(Dataset rows on where objects are located)

## Start

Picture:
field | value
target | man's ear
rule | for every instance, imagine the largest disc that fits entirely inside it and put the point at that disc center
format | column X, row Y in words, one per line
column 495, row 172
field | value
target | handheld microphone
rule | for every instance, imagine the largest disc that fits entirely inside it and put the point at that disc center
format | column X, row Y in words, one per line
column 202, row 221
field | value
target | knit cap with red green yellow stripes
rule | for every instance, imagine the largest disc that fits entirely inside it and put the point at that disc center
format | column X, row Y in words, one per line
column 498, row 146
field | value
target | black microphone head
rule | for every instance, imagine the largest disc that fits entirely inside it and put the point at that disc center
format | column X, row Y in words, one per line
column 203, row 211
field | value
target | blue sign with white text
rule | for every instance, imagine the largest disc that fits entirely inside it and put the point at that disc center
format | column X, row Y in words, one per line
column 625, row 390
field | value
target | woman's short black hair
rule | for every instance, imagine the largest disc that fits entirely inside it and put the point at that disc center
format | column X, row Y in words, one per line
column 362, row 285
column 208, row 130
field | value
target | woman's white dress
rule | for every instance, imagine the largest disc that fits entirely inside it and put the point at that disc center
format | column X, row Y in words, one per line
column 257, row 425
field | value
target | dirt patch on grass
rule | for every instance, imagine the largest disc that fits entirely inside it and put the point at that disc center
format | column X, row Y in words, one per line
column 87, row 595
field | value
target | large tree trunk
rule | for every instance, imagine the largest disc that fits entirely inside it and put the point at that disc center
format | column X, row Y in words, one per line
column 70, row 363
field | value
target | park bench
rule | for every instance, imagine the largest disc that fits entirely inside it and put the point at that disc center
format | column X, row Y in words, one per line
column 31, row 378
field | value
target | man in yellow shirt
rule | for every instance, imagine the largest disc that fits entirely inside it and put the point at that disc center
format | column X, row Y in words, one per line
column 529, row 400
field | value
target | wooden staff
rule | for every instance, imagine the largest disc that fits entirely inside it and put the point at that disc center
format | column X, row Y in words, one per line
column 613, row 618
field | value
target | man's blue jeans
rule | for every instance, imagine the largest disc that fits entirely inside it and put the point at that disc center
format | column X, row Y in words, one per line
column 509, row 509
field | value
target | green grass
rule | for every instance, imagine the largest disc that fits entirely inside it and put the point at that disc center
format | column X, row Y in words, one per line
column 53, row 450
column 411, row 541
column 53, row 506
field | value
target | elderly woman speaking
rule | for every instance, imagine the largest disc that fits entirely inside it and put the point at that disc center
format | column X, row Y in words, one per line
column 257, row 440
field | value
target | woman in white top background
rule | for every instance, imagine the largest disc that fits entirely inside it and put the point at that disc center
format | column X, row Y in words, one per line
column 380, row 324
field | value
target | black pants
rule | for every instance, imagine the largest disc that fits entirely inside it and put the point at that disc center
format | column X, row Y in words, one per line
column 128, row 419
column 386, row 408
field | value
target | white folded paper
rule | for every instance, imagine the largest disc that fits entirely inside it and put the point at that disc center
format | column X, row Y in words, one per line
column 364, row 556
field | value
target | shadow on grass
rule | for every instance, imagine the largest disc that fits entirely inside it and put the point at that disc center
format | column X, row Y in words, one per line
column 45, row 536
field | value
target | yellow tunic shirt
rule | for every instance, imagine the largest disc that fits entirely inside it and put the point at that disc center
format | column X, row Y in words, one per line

## End

### Written exercise
Reproduce the rows above from the very first line through the line containing "column 87, row 595", both ends included, and give nothing beyond that line.

### Finished answer
Picture:
field | value
target | man's ear
rule | for every instance, imagine the largest disc that fits entirely inside it and put the point at that disc center
format | column X, row Y in words, one per line
column 495, row 172
field | value
target | handheld microphone
rule | for every instance, imagine the largest disc that fits entirely inside it and put the point at that disc center
format | column X, row Y in words, one per line
column 202, row 221
field | value
target | knit cap with red green yellow stripes
rule | for every instance, imagine the largest disc that fits entirely inside it and put the point at that disc center
format | column X, row Y in words, one per line
column 498, row 146
field | value
target | black microphone head
rule | for every instance, imagine the largest disc that fits entirely inside it and put the point at that disc center
format | column X, row Y in words, one per line
column 203, row 211
field | value
target | blue sign with white text
rule | for every instance, imagine the largest disc that fits entirely inside it and put the point at that disc center
format | column X, row Y in words, one per line
column 625, row 390
field | value
target | woman's short black hair
rule | for every instance, imagine the largest disc that fits entirely inside it and put the point at that disc center
format | column X, row Y in words, one per line
column 362, row 285
column 208, row 130
field | value
target | woman's white dress
rule | for every instance, imagine the largest disc that fits entirely inside it and put the point at that disc center
format | column X, row Y in words, one per line
column 257, row 425
field | value
target | dirt patch on grass
rule | for every instance, imagine the largest disc that fits entirely inside it and put the point at that disc center
format | column X, row Y in words, one per line
column 87, row 595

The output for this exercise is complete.